## Daftar Tugas
**a.** Tentukan apakah setiap pernyataan berikut sesuai dengan teks di bawah, lalu jawab ya atau tidak beserta kutipan kata-kata teks yang menentukannya. (i) Beliau dipulangkan karena orangtuanya sakit. (ii) Setelah operasi Permesta, beliau memilih masuk tentara. (iii) Uang tiket yang dikirim kepadanya dipakai untuk menjenguk ibunya.
**b.** Tuliskan kembali bagian teks di bawah dari "Kisah selanjutnya cukup" sampai "tetap sangat menyesal.", tanpa mengubah satu kata pun.

## Teks

========================================================================

Sesaat sebelum operasi Permesta usai, beliau dipulangkan karena orangtuanya sakit. Beliau juga tidak memilih masuk tentara setelah itu. 

"Untuk apa? Waktu itu saya tidak suka dikomando, lebih suka memberi komando," ucapnya sambil tertawa.

"Tapi ego itu juga yang membuat saya seperti ini. Teman-teman yang dulu ikut gabung dengan TNI rata-rata berpangkat minimal perwira. Tapi saya bukan menyesal karena itu."

Kisah selanjutnya cukup dramatis bagi saya. Betapa perjalanan hidup Pak Tua ini campur aduk seperti permen Nano-Nano. Saking jauhnya beliau masuk ke dunia hitam, sampai-sampai melupakan statusnya sebagai seorang anak. Uang tiket yang dikirim oleh kakanya untuk  menjenguk ibunya yang sedang sakit dihabiskannya di meja judi. Meski saudara-saudara beliau mengabarkan bahwa ibunya telah memaafkan semua perbuatannya, namun beliau tetap sangat menyesal.

========================================================================

## Informasi Tercatat
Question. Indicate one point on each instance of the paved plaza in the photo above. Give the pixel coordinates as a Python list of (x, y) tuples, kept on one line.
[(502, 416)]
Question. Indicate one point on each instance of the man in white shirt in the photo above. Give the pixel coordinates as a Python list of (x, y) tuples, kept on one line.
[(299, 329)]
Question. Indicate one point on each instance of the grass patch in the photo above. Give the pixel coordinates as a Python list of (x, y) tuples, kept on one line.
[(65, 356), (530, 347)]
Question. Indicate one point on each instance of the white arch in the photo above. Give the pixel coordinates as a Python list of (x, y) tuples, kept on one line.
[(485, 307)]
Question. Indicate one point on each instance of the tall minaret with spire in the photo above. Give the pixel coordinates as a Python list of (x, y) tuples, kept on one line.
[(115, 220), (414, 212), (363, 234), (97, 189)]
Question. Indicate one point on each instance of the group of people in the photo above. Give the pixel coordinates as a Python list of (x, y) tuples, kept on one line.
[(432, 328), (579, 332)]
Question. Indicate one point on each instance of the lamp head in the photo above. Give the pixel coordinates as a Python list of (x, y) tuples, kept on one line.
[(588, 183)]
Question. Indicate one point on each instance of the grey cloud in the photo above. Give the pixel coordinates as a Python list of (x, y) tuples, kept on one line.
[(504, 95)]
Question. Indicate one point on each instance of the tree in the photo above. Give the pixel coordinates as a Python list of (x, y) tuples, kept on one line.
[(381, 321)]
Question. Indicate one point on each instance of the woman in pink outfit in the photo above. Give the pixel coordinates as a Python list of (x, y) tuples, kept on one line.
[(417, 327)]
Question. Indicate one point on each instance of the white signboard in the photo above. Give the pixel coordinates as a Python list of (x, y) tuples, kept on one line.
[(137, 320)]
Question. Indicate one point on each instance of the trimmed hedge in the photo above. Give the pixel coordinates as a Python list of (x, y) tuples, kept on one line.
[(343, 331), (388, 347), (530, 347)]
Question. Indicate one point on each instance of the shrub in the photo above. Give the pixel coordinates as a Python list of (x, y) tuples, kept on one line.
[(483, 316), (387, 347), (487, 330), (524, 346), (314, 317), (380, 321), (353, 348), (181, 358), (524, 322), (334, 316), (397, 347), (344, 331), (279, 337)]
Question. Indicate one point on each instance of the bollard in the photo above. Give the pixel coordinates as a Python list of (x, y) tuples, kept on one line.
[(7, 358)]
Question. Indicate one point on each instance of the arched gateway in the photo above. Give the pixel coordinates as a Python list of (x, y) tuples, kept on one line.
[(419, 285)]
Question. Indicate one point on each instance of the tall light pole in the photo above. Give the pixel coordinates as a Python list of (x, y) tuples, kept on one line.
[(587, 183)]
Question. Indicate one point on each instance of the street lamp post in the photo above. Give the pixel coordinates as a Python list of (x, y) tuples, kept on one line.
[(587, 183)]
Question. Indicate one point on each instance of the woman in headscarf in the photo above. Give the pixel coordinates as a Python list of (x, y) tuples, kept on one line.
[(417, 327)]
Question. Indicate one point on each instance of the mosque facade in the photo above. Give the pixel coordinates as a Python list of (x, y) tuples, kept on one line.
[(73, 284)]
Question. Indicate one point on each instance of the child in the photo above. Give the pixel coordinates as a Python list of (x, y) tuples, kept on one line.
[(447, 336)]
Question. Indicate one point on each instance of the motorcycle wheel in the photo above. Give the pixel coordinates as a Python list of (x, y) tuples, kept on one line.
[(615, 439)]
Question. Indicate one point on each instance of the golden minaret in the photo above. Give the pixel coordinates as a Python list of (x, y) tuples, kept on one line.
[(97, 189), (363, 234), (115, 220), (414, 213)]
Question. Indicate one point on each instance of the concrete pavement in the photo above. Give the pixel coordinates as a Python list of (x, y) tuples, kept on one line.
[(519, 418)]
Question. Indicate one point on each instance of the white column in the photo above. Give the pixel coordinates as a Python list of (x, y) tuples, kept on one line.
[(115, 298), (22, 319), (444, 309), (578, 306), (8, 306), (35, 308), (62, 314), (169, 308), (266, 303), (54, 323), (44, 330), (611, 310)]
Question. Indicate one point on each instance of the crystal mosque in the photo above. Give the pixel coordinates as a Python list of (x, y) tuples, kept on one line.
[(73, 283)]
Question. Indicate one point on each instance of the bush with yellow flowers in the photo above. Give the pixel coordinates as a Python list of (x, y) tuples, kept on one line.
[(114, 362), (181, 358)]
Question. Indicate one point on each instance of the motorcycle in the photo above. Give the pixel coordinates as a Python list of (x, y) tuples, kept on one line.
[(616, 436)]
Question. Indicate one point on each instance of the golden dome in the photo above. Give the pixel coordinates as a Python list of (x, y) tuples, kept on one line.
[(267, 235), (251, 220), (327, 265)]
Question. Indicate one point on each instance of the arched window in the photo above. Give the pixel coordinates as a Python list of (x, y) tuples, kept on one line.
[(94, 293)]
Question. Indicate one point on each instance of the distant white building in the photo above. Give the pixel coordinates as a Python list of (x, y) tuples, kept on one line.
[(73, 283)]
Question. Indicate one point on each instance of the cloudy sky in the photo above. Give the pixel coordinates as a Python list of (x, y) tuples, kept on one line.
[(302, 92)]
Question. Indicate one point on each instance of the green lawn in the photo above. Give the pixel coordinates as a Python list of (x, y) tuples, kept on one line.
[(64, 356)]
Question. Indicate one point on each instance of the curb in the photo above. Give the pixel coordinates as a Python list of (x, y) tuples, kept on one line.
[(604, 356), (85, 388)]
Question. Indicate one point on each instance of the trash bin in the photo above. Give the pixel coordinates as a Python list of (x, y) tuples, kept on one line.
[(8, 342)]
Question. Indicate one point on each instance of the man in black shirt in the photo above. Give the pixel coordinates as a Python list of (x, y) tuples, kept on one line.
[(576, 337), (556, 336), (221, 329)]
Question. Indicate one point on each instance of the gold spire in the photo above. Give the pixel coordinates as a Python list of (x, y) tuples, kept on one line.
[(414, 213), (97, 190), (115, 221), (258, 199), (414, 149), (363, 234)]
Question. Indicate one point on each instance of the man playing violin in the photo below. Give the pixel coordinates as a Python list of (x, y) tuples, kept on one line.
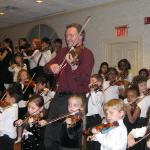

========================================================================

## Jawaban Setiap Tugas
**a.**
(i) Ya: "beliau dipulangkan karena orangtuanya sakit"
(ii) Tidak: "Beliau juga tidak memilih masuk tentara setelah itu."
(iii) Tidak: "dihabiskannya di meja judi"

**b.**
Kisah selanjutnya cukup dramatis bagi saya. Betapa perjalanan hidup Pak Tua ini campur aduk seperti permen Nano-Nano. Saking jauhnya beliau masuk ke dunia hitam, sampai-sampai melupakan statusnya sebagai seorang anak. Uang tiket yang dikirim oleh kakanya untuk  menjenguk ibunya yang sedang sakit dihabiskannya di meja judi. Meski saudara-saudara beliau mengabarkan bahwa ibunya telah memaafkan semua perbuatannya, namun beliau tetap sangat menyesal.